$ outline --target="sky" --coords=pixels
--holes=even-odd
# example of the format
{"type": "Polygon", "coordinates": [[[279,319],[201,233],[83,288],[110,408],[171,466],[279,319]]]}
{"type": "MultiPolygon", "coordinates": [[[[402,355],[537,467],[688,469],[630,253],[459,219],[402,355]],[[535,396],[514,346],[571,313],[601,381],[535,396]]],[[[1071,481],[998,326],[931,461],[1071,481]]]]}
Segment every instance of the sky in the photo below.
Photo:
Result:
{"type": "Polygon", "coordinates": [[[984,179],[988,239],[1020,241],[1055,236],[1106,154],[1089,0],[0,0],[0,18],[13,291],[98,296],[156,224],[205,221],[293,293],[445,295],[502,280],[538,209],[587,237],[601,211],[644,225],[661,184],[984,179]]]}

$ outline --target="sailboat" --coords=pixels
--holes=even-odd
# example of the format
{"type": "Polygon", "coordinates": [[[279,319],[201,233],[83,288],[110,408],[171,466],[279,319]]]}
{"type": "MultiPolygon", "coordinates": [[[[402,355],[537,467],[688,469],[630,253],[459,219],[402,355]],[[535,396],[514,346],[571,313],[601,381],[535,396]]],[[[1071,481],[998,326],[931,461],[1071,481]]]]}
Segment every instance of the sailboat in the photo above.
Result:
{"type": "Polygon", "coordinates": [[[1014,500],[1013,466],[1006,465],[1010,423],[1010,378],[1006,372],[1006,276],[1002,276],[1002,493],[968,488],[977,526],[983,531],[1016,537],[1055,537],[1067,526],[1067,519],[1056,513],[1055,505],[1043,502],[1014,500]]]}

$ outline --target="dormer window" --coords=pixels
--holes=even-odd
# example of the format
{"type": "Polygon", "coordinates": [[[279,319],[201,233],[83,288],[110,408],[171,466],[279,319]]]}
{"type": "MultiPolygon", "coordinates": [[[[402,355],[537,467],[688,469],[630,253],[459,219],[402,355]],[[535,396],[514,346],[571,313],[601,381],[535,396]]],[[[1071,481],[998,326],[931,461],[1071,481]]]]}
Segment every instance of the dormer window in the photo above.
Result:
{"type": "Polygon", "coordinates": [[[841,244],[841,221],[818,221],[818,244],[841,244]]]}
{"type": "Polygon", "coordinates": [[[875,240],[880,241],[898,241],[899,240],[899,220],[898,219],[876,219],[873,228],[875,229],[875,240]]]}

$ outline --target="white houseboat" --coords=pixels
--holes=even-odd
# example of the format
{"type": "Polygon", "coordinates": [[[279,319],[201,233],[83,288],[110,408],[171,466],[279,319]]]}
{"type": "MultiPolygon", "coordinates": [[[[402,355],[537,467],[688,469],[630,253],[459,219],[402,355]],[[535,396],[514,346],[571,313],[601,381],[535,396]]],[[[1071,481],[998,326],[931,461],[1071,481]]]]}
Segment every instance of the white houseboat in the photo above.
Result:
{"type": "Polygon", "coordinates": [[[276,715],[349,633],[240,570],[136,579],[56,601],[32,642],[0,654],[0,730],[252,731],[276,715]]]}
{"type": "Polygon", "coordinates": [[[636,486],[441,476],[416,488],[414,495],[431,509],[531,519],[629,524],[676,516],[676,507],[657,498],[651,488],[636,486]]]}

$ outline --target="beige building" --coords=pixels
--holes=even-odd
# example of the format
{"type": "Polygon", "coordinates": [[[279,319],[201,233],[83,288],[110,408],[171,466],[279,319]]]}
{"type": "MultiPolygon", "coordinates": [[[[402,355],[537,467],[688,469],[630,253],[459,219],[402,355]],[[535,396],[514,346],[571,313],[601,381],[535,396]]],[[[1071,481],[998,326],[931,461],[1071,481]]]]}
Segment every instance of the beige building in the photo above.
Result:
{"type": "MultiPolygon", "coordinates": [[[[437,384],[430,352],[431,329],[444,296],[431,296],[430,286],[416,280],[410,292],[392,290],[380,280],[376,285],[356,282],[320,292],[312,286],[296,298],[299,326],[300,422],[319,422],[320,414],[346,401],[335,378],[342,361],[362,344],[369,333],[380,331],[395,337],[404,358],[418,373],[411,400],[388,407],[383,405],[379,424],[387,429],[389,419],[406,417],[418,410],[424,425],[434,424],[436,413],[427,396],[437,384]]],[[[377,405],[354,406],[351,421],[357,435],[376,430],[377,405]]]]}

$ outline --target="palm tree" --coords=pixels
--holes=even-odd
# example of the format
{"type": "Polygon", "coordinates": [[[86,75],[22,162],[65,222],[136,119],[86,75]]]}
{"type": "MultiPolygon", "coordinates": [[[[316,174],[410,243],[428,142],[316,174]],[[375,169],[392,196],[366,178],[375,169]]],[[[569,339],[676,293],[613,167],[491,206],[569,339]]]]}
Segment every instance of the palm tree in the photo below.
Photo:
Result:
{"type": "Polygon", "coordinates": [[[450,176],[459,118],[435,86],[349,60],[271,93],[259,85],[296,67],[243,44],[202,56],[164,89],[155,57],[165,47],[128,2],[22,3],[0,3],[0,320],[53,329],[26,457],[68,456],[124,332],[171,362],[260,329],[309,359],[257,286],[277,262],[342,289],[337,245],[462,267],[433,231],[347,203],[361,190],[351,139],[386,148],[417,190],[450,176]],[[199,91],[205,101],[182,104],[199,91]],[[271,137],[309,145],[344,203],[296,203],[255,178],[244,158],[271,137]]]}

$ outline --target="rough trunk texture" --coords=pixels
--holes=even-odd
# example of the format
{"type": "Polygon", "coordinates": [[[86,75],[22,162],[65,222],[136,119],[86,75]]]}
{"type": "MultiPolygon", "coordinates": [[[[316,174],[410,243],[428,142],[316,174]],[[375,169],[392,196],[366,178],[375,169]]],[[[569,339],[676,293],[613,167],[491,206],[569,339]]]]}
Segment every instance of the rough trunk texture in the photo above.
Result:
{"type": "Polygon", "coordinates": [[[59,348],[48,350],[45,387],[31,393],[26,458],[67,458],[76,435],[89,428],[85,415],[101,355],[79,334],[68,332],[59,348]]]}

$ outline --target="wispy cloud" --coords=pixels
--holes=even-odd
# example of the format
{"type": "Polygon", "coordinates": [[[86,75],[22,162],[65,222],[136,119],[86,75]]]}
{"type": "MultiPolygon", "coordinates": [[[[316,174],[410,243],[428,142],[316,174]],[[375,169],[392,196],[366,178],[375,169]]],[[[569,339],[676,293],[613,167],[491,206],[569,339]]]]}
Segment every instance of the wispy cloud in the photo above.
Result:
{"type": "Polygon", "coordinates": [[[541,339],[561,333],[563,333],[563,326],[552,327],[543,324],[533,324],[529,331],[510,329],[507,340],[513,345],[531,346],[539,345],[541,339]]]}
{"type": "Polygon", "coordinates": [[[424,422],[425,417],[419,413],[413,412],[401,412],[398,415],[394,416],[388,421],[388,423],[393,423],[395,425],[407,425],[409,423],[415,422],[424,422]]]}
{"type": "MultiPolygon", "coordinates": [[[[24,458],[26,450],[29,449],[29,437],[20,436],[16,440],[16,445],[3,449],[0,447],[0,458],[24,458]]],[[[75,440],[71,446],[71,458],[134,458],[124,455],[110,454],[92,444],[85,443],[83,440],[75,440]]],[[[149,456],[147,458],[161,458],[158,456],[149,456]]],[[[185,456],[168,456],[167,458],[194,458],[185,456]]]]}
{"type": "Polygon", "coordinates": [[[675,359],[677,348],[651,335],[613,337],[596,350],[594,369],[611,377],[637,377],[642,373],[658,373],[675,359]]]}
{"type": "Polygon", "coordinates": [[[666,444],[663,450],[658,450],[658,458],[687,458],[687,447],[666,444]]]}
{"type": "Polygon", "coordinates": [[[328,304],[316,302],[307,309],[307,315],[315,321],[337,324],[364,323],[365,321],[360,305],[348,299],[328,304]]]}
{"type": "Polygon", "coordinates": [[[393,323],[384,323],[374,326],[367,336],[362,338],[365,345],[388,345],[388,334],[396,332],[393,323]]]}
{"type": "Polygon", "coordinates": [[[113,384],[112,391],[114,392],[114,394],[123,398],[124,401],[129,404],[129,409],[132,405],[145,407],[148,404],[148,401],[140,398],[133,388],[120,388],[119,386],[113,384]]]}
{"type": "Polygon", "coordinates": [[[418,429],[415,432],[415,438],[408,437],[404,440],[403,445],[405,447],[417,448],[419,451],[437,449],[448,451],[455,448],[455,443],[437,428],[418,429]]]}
----------------
_Given instruction:_ Show each line of the records above that contains "rough". Case counts.

_Complete output:_
$ outline --target="rough trunk texture" --coords=pixels
Segment every instance of the rough trunk texture in the photo above.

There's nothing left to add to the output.